* TEXTO DEL DOCUMENTO
En esta línea, según Fernández “gran parte pasa por desarrollar una mayor conciencia de lo que elegimos comer, cómo lo comemos y por qué”. Y añade que es muy importante “saber hasta dónde es un hambre emocional, un hambre física o un hambre hedónica. Definir hasta dónde esa comida nos está alimentando, o qué nos está queriendo decir”.
Pensar en cómo determinados tipos de comida nos hacen sentir sirve para que la mente comprenda qué recompensa nos puede dar un determinado tipo de alimento. En resumen, se trata de buscar ese equilibrio personal entre el imprescindible placer que es la comida en nuestras vidas y la necesidad de sentirnos bien con nosotros mismos.
Sobre esto, Campos sostiene que la mejor dieta es aquella que consigue hacer un cambio mental. Una conciencia alimentaria que implica saber que se come sano, que se puede comer todo lo que uno quiere pero en una cantidad razonable. Además, hay que combinar este cambio de mentalidad también con una conciencia de actividad física, porque no hay dieta que funcione con el sedentarismo.

* CONJUNTO DE REGISTROS
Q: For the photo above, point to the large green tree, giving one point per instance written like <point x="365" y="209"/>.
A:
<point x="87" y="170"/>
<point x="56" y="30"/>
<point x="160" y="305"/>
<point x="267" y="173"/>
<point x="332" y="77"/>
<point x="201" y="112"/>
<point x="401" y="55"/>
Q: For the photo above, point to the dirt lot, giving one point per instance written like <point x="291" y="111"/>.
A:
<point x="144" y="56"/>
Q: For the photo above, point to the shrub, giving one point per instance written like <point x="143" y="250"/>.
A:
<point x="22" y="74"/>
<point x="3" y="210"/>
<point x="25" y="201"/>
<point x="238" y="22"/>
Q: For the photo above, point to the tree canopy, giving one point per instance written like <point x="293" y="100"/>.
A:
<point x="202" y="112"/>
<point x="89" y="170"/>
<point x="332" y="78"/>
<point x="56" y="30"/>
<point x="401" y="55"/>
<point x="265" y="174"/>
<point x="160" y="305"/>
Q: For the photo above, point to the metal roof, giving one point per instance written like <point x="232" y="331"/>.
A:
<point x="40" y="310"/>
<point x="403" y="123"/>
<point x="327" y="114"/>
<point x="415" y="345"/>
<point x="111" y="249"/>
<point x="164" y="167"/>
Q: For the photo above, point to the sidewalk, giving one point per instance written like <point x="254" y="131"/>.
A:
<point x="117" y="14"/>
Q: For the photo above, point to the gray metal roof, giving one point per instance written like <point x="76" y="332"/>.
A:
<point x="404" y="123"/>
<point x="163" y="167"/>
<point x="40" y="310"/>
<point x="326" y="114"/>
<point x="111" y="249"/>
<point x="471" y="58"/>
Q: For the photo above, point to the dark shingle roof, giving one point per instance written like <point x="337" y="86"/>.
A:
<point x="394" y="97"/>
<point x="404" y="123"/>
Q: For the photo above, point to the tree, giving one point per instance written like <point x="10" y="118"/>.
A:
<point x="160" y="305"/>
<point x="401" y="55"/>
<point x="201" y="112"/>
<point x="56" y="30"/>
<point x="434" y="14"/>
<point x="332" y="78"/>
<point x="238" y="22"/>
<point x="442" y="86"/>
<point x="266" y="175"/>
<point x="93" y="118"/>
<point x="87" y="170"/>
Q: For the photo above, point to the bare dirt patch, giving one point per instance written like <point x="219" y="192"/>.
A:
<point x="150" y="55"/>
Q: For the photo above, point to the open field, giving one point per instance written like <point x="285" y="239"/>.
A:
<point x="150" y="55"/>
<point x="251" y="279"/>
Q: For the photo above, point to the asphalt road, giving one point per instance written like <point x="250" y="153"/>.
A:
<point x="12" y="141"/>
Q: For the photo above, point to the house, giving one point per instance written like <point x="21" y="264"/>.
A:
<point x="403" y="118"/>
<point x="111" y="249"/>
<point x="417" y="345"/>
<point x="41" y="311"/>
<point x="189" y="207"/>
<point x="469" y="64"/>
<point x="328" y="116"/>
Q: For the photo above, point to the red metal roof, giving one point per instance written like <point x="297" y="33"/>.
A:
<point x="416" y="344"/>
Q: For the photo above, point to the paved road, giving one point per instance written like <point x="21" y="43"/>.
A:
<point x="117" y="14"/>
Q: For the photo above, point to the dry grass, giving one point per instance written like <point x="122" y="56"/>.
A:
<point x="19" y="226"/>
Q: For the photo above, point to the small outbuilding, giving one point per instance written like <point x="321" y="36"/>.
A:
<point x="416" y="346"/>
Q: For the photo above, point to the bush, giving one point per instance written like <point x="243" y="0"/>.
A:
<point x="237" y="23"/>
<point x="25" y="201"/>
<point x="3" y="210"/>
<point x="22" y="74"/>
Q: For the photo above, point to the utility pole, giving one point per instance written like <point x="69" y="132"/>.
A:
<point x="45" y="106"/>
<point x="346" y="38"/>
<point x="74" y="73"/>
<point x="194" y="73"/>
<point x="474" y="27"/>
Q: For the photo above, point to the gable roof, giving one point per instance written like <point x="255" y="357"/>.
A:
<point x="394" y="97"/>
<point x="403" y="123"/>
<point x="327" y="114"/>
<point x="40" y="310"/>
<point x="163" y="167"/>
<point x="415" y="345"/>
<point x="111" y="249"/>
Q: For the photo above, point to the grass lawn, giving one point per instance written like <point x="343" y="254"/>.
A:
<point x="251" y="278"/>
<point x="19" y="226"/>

* TAREAS
A - Enumera todos los tipos de hambre que se nombran en el texto sobre la alimentación consciente.
B - Escribe la continuación del texto sobre la alimentación consciente a partir de su última oración.

* RESPUESTAS ESPERADAS
A - Hambre emocional, hambre física y hambre hedónica.

B -
“Cada año se presenta una moda que trae consigo una idea mágica, de bajada de peso espectacular. Y que la gente siente que baja 4 o 5 kilos, pero el tema está en el largo plazo. Y esto es otra cuestión muy importante a tener en cuenta: uno tiene que tratar de elaborar una imagen de sí que no sea de acá al verano, sino de acá a 5 o 10 años”, concluye Campos.
Y explica que poder sostener una imagen de uno modificada es la que va a poder ayudar a mantener las dietas que son en realidad racionales, de paciencia. Perder 250 o 300 gramos por semana es más que suficiente, ya que representa varios kilos al año, sobre todo tratándose de personas que no son hiperobesas.